Work item: Look through the records below and copy each line that includes the word "shattered".
── Input ──
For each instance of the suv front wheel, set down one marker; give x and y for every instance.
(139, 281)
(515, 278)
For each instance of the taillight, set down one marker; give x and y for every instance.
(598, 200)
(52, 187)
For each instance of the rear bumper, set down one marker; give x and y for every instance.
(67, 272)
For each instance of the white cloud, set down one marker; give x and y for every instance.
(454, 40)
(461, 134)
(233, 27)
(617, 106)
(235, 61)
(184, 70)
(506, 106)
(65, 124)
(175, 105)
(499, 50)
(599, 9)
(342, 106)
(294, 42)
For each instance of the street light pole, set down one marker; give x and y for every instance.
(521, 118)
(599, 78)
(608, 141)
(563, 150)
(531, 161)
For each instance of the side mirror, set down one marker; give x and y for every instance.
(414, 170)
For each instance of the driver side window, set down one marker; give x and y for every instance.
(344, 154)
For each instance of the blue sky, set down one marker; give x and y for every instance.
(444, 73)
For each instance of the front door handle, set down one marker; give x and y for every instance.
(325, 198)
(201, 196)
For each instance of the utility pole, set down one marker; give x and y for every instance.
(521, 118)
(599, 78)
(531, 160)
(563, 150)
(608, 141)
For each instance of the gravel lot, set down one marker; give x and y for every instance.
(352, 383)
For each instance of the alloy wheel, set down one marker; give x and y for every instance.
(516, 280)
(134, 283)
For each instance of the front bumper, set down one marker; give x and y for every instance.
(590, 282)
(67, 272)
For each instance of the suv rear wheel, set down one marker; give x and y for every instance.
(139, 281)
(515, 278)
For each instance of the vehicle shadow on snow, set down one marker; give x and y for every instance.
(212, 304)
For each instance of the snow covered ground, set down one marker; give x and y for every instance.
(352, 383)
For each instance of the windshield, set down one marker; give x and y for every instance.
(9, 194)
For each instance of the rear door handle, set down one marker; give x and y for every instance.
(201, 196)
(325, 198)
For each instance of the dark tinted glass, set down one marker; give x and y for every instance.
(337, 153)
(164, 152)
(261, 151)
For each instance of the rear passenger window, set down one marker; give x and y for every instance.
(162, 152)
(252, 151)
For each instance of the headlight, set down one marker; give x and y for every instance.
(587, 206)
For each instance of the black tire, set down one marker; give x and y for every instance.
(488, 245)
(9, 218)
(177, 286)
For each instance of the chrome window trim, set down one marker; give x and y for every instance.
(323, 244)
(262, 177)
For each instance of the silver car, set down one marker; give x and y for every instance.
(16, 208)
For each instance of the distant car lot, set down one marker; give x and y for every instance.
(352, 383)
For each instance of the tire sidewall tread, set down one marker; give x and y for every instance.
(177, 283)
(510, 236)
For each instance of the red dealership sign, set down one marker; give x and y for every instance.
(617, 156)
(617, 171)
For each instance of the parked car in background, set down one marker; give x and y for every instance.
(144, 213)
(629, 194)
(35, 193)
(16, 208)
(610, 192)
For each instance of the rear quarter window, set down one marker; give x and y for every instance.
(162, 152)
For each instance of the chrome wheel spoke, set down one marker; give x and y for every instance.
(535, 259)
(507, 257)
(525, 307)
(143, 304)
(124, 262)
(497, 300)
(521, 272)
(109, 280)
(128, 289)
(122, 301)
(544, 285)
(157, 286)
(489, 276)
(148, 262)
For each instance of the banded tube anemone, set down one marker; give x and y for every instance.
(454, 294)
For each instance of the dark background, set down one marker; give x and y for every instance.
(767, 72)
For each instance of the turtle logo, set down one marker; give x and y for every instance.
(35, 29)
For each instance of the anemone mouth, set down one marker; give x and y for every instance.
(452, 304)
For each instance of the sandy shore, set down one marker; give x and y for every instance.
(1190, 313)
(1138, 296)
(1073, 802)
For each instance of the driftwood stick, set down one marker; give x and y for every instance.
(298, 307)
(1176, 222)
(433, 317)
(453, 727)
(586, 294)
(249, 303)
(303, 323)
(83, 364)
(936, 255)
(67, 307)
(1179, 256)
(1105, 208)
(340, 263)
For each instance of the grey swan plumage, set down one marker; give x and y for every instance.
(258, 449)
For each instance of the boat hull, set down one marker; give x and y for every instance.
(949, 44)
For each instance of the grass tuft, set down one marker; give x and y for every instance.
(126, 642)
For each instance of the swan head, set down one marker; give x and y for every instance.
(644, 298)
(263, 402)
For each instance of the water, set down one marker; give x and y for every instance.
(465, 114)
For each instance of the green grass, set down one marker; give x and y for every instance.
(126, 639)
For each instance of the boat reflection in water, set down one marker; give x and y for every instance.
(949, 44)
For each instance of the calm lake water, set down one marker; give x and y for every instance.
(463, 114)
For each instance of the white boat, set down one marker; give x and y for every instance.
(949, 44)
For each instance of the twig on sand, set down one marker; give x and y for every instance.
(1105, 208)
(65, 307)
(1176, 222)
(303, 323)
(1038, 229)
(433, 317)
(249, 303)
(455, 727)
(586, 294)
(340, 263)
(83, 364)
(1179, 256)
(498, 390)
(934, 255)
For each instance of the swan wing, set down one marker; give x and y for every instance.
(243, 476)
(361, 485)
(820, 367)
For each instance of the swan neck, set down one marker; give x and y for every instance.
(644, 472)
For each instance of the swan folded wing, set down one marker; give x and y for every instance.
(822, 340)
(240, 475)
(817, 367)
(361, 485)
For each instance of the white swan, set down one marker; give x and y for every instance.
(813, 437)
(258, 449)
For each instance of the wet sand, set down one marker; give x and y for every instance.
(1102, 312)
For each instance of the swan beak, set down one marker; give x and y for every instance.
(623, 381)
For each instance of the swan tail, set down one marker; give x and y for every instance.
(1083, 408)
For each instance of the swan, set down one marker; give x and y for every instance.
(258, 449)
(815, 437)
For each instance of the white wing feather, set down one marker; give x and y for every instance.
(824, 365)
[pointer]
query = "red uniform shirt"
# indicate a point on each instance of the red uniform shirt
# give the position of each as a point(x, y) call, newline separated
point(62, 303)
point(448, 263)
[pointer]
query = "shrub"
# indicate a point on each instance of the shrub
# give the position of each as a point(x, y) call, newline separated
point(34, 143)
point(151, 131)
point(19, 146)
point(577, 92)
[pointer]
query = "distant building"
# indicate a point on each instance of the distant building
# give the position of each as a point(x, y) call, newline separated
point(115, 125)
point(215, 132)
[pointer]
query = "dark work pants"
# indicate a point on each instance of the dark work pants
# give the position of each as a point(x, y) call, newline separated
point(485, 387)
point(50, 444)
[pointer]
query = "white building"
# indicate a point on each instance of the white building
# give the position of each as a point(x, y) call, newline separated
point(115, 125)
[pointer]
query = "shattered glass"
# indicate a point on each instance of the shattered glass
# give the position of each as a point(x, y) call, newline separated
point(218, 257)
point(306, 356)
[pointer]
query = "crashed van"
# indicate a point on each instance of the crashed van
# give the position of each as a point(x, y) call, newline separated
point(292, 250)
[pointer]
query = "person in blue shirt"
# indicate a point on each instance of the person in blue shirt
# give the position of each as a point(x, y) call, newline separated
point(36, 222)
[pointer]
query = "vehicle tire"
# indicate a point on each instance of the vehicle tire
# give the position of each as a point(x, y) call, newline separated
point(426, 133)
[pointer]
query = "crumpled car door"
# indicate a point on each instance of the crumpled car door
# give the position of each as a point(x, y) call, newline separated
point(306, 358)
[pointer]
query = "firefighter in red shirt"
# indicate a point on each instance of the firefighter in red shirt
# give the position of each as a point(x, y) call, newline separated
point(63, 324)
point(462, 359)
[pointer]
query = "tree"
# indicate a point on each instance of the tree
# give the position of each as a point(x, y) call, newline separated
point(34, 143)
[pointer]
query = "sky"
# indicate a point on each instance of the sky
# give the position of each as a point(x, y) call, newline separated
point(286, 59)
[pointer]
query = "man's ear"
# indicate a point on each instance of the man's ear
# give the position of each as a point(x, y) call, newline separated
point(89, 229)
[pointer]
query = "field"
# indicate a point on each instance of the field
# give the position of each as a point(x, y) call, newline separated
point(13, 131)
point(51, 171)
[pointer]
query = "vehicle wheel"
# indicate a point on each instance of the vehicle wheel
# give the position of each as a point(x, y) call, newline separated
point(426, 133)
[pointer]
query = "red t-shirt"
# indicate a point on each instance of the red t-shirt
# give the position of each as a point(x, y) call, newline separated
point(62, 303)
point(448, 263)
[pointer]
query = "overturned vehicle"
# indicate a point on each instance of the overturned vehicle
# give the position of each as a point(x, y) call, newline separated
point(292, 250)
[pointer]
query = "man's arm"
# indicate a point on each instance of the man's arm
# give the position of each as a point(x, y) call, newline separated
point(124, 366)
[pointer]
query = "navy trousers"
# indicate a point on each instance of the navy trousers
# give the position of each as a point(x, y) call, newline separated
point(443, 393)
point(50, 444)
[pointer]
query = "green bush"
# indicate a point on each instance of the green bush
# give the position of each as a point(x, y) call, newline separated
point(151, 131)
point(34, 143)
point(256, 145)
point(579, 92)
───
Solution to the problem:
query = "shattered glass"
# indicate a point on each instance of the shattered glass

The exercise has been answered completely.